Excerpts of annotation records
**********
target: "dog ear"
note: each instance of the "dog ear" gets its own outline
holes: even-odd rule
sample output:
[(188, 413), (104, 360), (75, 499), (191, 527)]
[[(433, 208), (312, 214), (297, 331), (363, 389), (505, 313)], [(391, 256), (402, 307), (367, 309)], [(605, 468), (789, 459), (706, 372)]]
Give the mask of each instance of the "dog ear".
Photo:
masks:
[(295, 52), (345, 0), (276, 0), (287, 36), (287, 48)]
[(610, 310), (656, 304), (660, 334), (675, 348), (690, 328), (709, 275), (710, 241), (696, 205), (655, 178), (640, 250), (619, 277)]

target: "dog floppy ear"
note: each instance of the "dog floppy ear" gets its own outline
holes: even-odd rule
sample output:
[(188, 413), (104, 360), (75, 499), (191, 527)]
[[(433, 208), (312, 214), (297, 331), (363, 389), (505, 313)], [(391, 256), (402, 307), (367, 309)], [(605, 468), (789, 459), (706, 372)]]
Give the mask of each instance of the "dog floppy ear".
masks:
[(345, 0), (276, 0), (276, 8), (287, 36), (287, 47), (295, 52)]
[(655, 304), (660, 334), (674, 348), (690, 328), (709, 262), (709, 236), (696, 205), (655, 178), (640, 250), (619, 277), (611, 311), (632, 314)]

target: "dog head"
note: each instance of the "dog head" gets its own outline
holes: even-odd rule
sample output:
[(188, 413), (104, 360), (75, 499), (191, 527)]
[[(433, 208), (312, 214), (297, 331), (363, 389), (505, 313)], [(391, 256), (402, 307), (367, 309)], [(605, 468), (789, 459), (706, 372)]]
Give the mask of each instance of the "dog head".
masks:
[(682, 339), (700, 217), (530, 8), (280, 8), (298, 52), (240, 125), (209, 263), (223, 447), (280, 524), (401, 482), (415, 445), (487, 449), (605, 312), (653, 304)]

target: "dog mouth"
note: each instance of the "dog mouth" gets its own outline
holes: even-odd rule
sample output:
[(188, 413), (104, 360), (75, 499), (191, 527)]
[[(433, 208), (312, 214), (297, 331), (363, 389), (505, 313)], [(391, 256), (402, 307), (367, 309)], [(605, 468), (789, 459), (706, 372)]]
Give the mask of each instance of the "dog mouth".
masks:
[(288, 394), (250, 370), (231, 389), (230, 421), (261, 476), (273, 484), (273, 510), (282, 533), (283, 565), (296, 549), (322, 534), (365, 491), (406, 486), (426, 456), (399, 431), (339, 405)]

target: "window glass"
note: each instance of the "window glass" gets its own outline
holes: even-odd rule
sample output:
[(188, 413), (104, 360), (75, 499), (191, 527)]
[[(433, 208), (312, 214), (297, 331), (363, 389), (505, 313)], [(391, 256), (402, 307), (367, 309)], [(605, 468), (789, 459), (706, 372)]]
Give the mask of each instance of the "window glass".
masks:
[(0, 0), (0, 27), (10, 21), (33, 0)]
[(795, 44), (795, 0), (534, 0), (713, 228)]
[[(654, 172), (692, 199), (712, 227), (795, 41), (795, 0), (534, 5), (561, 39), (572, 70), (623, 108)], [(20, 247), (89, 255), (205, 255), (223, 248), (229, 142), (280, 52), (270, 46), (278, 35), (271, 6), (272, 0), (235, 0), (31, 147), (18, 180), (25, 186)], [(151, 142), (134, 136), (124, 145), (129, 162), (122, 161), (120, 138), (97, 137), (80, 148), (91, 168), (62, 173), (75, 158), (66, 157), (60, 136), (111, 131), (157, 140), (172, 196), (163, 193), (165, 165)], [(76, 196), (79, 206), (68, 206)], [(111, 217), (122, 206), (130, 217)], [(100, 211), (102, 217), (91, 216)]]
**********
WRITTEN PROBLEM ▸
Return each line of all the items above verbatim, changing nothing.

COMPLETE OUTPUT ▸
target: "dog ear"
note: each instance of the "dog ear" gets its own outline
holes: even-odd rule
sample output:
[(188, 413), (104, 360), (75, 499), (191, 527)]
[[(433, 208), (312, 214), (297, 331), (363, 389), (505, 313)], [(391, 256), (402, 307), (367, 309)], [(605, 468), (789, 459), (706, 372)]]
Give the mask of each instance of the "dog ear".
Photo:
masks:
[(295, 52), (345, 0), (276, 0), (287, 36), (287, 48)]
[(610, 310), (656, 304), (660, 334), (675, 348), (690, 328), (709, 275), (710, 241), (696, 205), (655, 178), (640, 250), (619, 277)]

target: "dog floppy ear"
note: each instance of the "dog floppy ear" gets its own outline
holes: even-odd rule
sample output:
[(188, 413), (104, 360), (75, 499), (191, 527)]
[[(433, 208), (312, 214), (297, 331), (363, 389), (505, 313)], [(391, 256), (402, 307), (367, 309)], [(605, 468), (789, 459), (706, 372)]]
Give the mask of each instance of the "dog floppy ear".
masks:
[(345, 0), (276, 0), (276, 8), (287, 36), (287, 47), (295, 52)]
[(655, 304), (660, 334), (674, 348), (690, 328), (709, 262), (709, 236), (696, 205), (655, 178), (640, 250), (619, 277), (611, 311), (632, 314)]

target: "dog head"
note: each instance of the "dog head" gets its own outline
holes: even-odd rule
sample output:
[(188, 413), (104, 360), (75, 499), (191, 527)]
[[(433, 208), (312, 214), (297, 331), (363, 389), (505, 313)], [(391, 256), (402, 307), (367, 309)], [(605, 468), (789, 459), (706, 372)]]
Give the mask of each instance of the "dog head".
masks:
[(682, 339), (700, 217), (530, 8), (280, 8), (298, 52), (240, 125), (209, 263), (223, 447), (280, 524), (401, 482), (415, 445), (487, 449), (605, 312), (653, 304)]

target: "dog mouth"
note: each instance of the "dog mouth" gets its own outline
holes: even-odd rule
sample output:
[(188, 413), (104, 360), (75, 499), (191, 527)]
[[(433, 208), (312, 214), (297, 331), (363, 389), (505, 313)], [(391, 256), (402, 307), (367, 309)], [(605, 468), (789, 459), (706, 372)]]
Give the mask of each instance of the "dog mouth".
masks:
[(288, 394), (250, 370), (231, 389), (230, 421), (261, 476), (273, 484), (273, 510), (282, 533), (283, 565), (296, 549), (322, 534), (365, 491), (406, 486), (426, 456), (399, 431), (339, 405)]

target: "window glass"
note: each instance of the "window glass" gets its own outline
holes: even-odd rule
sample output:
[(188, 413), (104, 360), (75, 499), (191, 527)]
[[(433, 208), (312, 214), (297, 331), (363, 389), (505, 313)], [(391, 256), (402, 307), (367, 309)], [(605, 468), (789, 459), (706, 372)]]
Give the mask of each instance of the "window glass".
masks:
[(0, 0), (0, 27), (10, 21), (33, 0)]
[(795, 44), (795, 0), (534, 0), (713, 228)]
[[(654, 172), (692, 199), (712, 227), (795, 41), (795, 0), (534, 5), (561, 39), (572, 70), (623, 108)], [(20, 247), (89, 255), (205, 255), (223, 248), (229, 142), (280, 52), (270, 46), (278, 35), (271, 6), (272, 0), (235, 0), (31, 147), (18, 180), (25, 186)], [(151, 142), (134, 136), (124, 145), (129, 162), (122, 161), (120, 138), (97, 137), (80, 148), (91, 168), (62, 173), (75, 158), (66, 157), (60, 136), (111, 131), (157, 140), (172, 196), (163, 193), (165, 165)], [(76, 196), (79, 206), (68, 206)], [(111, 217), (122, 206), (130, 217)], [(100, 211), (102, 217), (91, 216)]]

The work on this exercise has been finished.